◆ **Given problem**
Format every line of the listing below as a numbered list, leaving out any blank lines.

########################################

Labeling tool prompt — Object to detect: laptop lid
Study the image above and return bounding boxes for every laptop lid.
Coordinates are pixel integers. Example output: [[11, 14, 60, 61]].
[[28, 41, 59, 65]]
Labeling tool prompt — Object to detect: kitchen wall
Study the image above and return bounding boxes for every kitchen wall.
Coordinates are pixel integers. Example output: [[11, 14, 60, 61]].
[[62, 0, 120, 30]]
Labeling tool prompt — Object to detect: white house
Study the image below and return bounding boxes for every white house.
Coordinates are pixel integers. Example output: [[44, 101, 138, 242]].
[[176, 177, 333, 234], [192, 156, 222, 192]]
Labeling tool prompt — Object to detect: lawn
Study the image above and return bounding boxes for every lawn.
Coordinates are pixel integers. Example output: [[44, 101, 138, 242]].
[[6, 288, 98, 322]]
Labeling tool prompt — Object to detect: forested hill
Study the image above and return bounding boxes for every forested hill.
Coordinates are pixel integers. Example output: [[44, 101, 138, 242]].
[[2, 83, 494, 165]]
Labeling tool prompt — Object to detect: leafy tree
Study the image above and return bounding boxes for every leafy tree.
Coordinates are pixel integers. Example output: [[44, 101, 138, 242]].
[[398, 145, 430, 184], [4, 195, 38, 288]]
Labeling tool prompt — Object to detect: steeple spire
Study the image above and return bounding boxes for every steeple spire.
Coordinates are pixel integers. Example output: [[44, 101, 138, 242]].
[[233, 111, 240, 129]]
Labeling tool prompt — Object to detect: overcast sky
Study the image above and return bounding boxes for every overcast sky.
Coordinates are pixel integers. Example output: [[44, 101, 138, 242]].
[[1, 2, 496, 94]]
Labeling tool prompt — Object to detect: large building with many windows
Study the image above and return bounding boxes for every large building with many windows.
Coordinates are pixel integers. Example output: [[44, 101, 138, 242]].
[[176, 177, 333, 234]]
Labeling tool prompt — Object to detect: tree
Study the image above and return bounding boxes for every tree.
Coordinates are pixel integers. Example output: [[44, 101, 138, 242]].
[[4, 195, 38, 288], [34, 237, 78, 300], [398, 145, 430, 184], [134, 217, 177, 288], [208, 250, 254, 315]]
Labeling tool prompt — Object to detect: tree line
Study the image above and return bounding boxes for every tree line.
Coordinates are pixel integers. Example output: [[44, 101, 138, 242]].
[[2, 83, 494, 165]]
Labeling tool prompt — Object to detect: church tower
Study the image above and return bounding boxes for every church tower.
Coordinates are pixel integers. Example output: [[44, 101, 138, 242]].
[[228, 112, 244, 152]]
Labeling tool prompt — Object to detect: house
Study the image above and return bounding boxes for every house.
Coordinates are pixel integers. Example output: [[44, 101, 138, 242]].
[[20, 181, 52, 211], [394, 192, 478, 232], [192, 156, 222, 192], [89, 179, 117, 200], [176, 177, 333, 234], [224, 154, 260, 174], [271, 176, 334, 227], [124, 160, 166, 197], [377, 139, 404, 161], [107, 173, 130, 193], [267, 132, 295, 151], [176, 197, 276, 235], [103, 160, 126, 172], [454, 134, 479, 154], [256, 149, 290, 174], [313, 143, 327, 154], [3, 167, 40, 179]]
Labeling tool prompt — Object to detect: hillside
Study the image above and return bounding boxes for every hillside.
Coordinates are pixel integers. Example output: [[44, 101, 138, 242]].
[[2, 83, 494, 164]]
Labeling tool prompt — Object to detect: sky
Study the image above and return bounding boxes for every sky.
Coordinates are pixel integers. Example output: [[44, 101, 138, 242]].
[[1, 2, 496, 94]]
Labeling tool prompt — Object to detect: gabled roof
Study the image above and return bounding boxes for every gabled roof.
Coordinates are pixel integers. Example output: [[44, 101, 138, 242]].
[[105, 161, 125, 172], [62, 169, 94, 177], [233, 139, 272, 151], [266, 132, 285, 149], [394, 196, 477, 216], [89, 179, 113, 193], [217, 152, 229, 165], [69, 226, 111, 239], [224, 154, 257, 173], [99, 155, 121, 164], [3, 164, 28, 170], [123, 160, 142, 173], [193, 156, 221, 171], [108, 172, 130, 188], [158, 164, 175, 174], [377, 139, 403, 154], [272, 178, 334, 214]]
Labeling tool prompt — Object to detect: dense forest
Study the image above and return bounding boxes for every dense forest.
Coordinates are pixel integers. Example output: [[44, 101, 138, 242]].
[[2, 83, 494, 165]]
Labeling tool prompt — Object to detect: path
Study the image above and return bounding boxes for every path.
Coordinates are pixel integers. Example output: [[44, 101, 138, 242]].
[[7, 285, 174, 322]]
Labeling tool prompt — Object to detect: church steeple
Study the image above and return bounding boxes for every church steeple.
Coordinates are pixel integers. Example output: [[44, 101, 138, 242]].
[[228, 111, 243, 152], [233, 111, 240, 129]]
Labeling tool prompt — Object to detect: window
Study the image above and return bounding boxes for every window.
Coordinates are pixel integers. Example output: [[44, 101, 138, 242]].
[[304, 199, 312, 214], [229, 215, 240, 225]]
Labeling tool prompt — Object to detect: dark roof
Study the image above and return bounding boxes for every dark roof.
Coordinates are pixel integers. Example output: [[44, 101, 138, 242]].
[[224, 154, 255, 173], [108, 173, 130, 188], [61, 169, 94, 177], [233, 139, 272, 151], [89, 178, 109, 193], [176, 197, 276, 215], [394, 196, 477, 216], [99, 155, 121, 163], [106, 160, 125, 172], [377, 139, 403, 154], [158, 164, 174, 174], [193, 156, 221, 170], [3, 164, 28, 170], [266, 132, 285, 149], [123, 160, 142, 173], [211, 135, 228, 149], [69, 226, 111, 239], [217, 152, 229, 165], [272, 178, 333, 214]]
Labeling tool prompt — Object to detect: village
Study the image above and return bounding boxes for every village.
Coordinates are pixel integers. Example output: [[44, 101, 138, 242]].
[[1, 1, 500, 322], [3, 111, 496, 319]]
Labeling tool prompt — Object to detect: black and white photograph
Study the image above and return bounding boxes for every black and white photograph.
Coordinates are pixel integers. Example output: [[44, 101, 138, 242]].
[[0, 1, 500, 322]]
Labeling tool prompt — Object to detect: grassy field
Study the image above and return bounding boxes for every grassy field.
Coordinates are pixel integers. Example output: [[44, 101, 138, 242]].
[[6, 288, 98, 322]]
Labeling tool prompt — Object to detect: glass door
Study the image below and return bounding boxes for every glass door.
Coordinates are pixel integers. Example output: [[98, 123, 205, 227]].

########################################

◆ **Final result**
1. Labeling tool prompt — Object to detect: laptop lid
2. Study the image above and return bounding boxes for every laptop lid.
3. Coordinates are pixel integers. Example output: [[11, 14, 60, 61]].
4. [[28, 41, 59, 65]]
5. Labeling tool prompt — Object to detect: kitchen wall
6. Study the image above and return bounding boxes for every kitchen wall.
7. Coordinates are pixel integers. Example output: [[11, 14, 60, 61]].
8. [[62, 0, 120, 30]]
9. Labeling tool prompt — Object to detect: white house
10. Study the image below and return bounding boxes for every white house.
11. Coordinates are pixel integers. Example output: [[44, 101, 138, 242]].
12. [[176, 177, 333, 234], [192, 156, 222, 192]]
13. Labeling tool prompt — Object to detect: lawn
14. Study the image above and return bounding boxes for every lawn.
15. Coordinates are pixel integers. Example output: [[44, 101, 138, 242]].
16. [[6, 288, 98, 322]]
17. Labeling tool prompt — Object to detect: forested hill
18. Study the image above and return bounding boxes for every forested hill.
19. Coordinates are pixel integers. Example output: [[44, 101, 138, 242]].
20. [[2, 83, 494, 165]]
21. Labeling tool prompt — Object to detect: leafy tree
22. Study the image above and return bounding boxes for every leafy tree.
23. Coordinates are pixel integers. Example output: [[44, 101, 138, 242]].
24. [[398, 145, 430, 184], [4, 195, 38, 288]]
25. Labeling tool prompt — Object to detect: steeple spire
26. Study the image above and return bounding boxes for every steeple spire.
27. Coordinates are pixel integers. Example output: [[44, 101, 138, 242]].
28. [[233, 111, 240, 129]]
29. Labeling tool prompt — Object to detect: overcast sky
30. Study the image above and return bounding boxes for every overcast sky.
31. Coordinates are pixel integers. Example output: [[44, 101, 138, 242]].
32. [[1, 2, 496, 94]]
33. Labeling tool prompt — Object to detect: large building with many windows
34. Study the image above and return bounding boxes for every large building with many windows.
35. Coordinates are pixel integers. Example output: [[44, 101, 138, 242]].
36. [[176, 177, 333, 234]]
37. Labeling tool prompt — Object to detect: tree
38. Study the image above and return bounding boxes for every tree.
39. Coordinates are pixel integers. Example output: [[44, 101, 138, 242]].
40. [[4, 195, 38, 288], [34, 237, 78, 300], [398, 145, 430, 184], [134, 217, 177, 288], [208, 250, 254, 315]]
41. Labeling tool prompt — Object to detect: tree line
42. Study the image above and return bounding boxes for every tree line.
43. Coordinates are pixel integers. Example output: [[44, 101, 138, 242]].
44. [[2, 83, 494, 165]]
45. Labeling tool prompt — Object to detect: church tower
46. Study the image above and return bounding boxes for every church tower.
47. Coordinates are pixel integers. Example output: [[44, 101, 138, 242]].
48. [[228, 112, 244, 152]]
49. Labeling tool prompt — Object to detect: house
50. Study the image above and return bounding boxes for every house.
51. Coordinates are pixel integers. Example output: [[44, 101, 138, 242]].
52. [[20, 181, 52, 211], [394, 192, 478, 232], [192, 156, 222, 192], [89, 179, 117, 200], [176, 177, 333, 234], [224, 154, 260, 174], [271, 176, 334, 227], [124, 160, 166, 197], [377, 139, 404, 161], [107, 173, 130, 193], [267, 132, 295, 151], [176, 197, 276, 235], [103, 160, 126, 172], [454, 134, 479, 154], [256, 149, 290, 174], [313, 143, 327, 154], [3, 167, 40, 179]]
53. Labeling tool prompt — Object to detect: hillside
54. Study the image above and return bounding boxes for every hillside.
55. Coordinates are pixel integers. Example output: [[44, 101, 138, 242]].
56. [[2, 83, 494, 164]]
57. Labeling tool prompt — Object to detect: sky
58. Study the image above and return bounding boxes for every sky.
59. Coordinates are pixel integers. Example output: [[44, 101, 138, 242]].
60. [[1, 2, 496, 94]]
61. Labeling tool prompt — Object to detect: gabled roof
62. Study the image above and return bounding boxes for every gabled roof.
63. Coordinates are pixel integers. Example output: [[44, 101, 138, 242]].
64. [[105, 161, 125, 172], [62, 169, 94, 177], [233, 139, 272, 151], [266, 132, 285, 149], [394, 196, 477, 216], [89, 179, 113, 193], [217, 152, 229, 165], [69, 226, 111, 239], [224, 154, 257, 173], [99, 155, 121, 164], [3, 164, 28, 170], [123, 160, 142, 173], [193, 156, 221, 171], [108, 172, 130, 188], [158, 164, 175, 174], [377, 139, 403, 154], [272, 178, 334, 214]]
65. Labeling tool prompt — Object to detect: dense forest
66. Study the image above and return bounding boxes for every dense forest.
67. Coordinates are pixel integers. Example output: [[44, 101, 138, 242]].
68. [[2, 83, 494, 165]]
69. Labeling tool prompt — Object to detect: path
70. Study the image above and return bounding boxes for every path.
71. Coordinates are pixel integers. Example output: [[44, 101, 138, 242]].
72. [[7, 285, 174, 322]]
73. Labeling tool prompt — Object to detect: church steeple
74. Study the image above and return bounding boxes for every church steeple.
75. Coordinates are pixel integers. Example output: [[44, 101, 138, 242]].
76. [[228, 111, 243, 152], [233, 111, 240, 129]]
77. Labeling tool prompt — Object to detect: window
78. Study the image above and return bounding boxes for every window.
79. Coordinates are pixel integers. Example output: [[44, 101, 138, 242]].
80. [[304, 199, 312, 214], [229, 215, 240, 225]]
81. Labeling tool prompt — Object to detect: dark roof
82. Study the image above and return bounding boxes for every dark roof.
83. Coordinates are pixel integers. Example output: [[44, 101, 138, 242]].
84. [[224, 154, 255, 173], [108, 173, 130, 188], [61, 169, 94, 177], [233, 139, 272, 151], [89, 178, 109, 193], [176, 197, 276, 215], [394, 196, 477, 216], [99, 155, 121, 163], [106, 160, 125, 172], [377, 139, 403, 154], [158, 164, 174, 174], [193, 156, 221, 170], [3, 164, 28, 170], [266, 132, 285, 149], [123, 160, 142, 173], [211, 135, 228, 149], [69, 226, 111, 239], [217, 152, 229, 165], [272, 178, 333, 214]]
85. Labeling tool prompt — Object to detect: village
86. Study the image above and return bounding boxes for every village.
87. Coordinates are pixel integers. Example output: [[44, 101, 138, 242]].
88. [[1, 1, 500, 322], [3, 111, 496, 319]]
89. Labeling tool prompt — Object to detect: black and white photograph
90. Study the image above and return bounding boxes for every black and white photograph.
91. Coordinates are pixel integers. Example output: [[44, 101, 138, 242]].
92. [[0, 1, 500, 322]]
93. Labeling tool prompt — Object to detect: grassy field
94. Study the image above and return bounding boxes for every grassy field.
95. Coordinates are pixel integers. Example output: [[44, 101, 138, 242]].
96. [[6, 288, 98, 322]]
97. Labeling tool prompt — Object to detect: glass door
98. Study the image below and return bounding boxes for every glass door.
99. Coordinates are pixel integers. Example output: [[98, 123, 205, 227]].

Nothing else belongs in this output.